> _To do_
• a. In the date-extraction thread, give the stretch from "Alternatively, you can" through "soup = BeautifulSoup(data)" again, substituting "html_text" for every "data".
• b. According to the date-extraction thread, what does fuzzy parsing with dateutil return when no date is found in the string?

> _Article_
──────────
0

I have a html document with many lines like:

<option value="29">Soil Temperature (<i>2002-10-17</i>)</option>

or like:

<option value="STO">Soil &amp; Air Temperature (2002-10-17)</option>

For each line, I want to check if the line contains the date in the YYYY-mm-dd format and if it does, I want to extract the date.

The following code does not work:

line = '<option value="29">Soil Temperature (<i>2002-10-17</i>)</option>'
date = datetime.datetime.strptime(line, '%Y-%m-%d')

It gives me the error:

ValueError: time data '<option value="29">Soil Temperature (<i>2002-10-17</i>)</option>' does not match format '%Y-%m-%d'

Any way how to easily extract the date?

jirikadlec2
  • 1,256
  • 1
  • 23
  • 36

2 Answers2

3

You can use the following pattern:

\b\d{4}-\d\d?-\d\d?\b

>>> import datetime
>>> import re
>>>
>>> line = '<option value="29">Soil Temperature (<i>2002-10-17</i>)</option>'
>>> dt_list = re.findall(r'\b\d{4}-\d\d?-\d\d?\b', line)
>>> [datetime.datetime.strptime(dt, '%Y-%m-%d') for dt in dt_list]
[datetime.datetime(2002, 10, 17, 0, 0)]

NOTE: You should escape \ or use raw string literal as shown in the above example. Otherwise it will interpreted as a escape sequence. Especially \b will be interpreted as a BACKSPACE instead of word boundary.

falsetru
  • 357,413
  • 63
  • 732
  • 636
3

Alternatively, you can use a BeautifulSoup HTML parser in conjunction with dateutil:

from bs4 import BeautifulSoup
from dateutil.parser import parse


data = """
<select>
    <option value="29">Soil Temperature (<i>2002-10-17</i>)</option>
    <option value="STO">Soil &amp; Air Temperature (2002-10-17)</option>
</select>
"""

soup = BeautifulSoup(data)
for option in soup('option'):
    print parse(option.text, fuzzy=True)

Prints datetime objects:

2002-10-17 00:00:00
2002-10-17 00:00:00

Note that fuzzy parsing has a bit surprising behavior - if the date is not found in the string, it would return the current date - see Trouble in parsing date using dateutil.

Community
  • 1
  • 1
alecxe
  • 462,703
  • 120
  • 1,088
  • 1,195
──────────
> _Data lines_
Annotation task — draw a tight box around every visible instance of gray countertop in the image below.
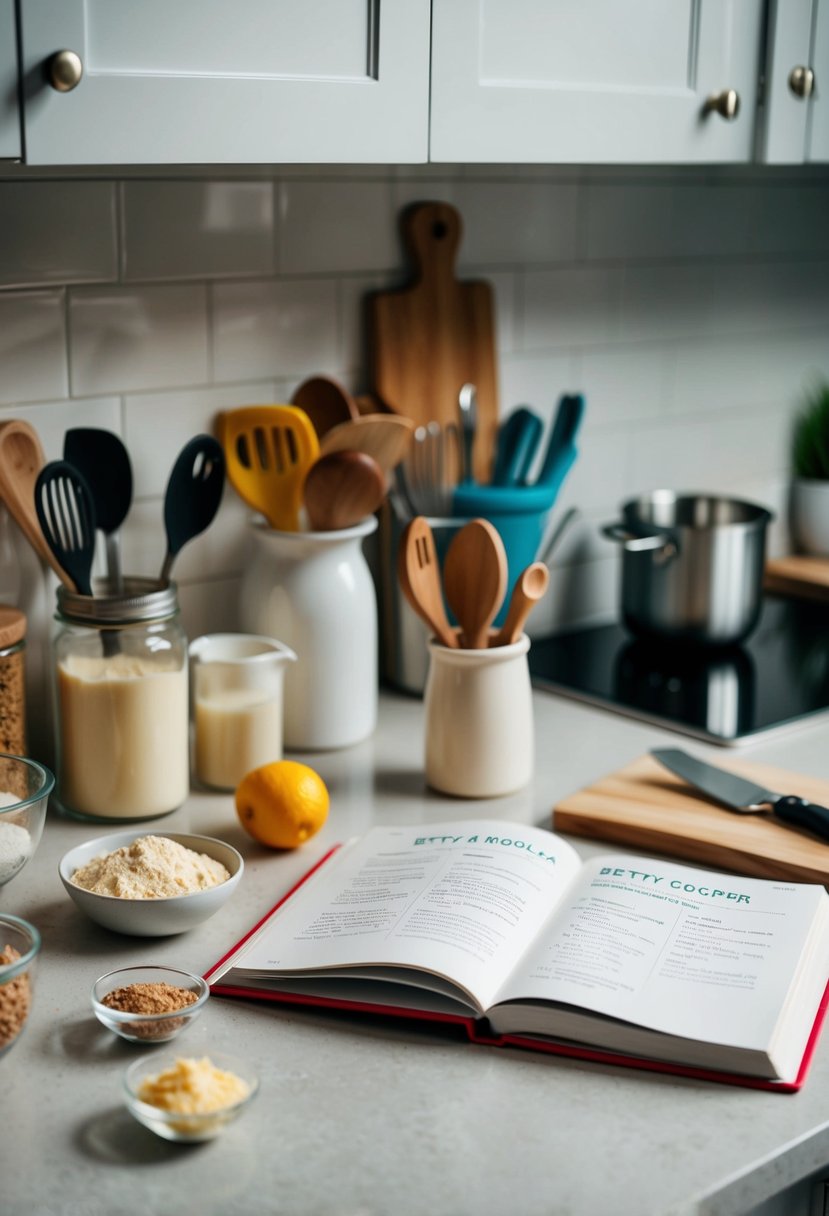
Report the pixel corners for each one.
──────────
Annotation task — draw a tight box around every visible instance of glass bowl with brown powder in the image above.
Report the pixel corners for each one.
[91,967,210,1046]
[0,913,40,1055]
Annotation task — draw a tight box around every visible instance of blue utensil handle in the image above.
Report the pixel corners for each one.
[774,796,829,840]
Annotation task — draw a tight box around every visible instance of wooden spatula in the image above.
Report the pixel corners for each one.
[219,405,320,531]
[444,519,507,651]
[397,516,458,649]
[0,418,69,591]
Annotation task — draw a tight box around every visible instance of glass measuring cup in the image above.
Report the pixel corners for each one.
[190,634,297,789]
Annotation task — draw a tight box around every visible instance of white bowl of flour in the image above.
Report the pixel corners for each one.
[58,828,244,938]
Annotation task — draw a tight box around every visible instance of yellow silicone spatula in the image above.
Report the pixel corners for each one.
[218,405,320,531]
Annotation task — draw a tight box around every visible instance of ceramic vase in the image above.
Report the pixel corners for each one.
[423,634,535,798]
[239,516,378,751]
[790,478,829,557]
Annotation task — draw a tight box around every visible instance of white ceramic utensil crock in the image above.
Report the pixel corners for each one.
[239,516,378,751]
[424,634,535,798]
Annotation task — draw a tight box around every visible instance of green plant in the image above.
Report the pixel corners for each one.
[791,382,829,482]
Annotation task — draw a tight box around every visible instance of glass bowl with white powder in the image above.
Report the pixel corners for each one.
──────────
> _Solutions below_
• a.
Alternatively, you can use a BeautifulSoup HTML parser in conjunction with dateutil:

from bs4 import BeautifulSoup
from dateutil.parser import parse


html_text = """
<select>
    <option value="29">Soil Temperature (<i>2002-10-17</i>)</option>
    <option value="STO">Soil &amp; Air Temperature (2002-10-17)</option>
</select>
"""

soup = BeautifulSoup(html_text)

• b. It returns the current date.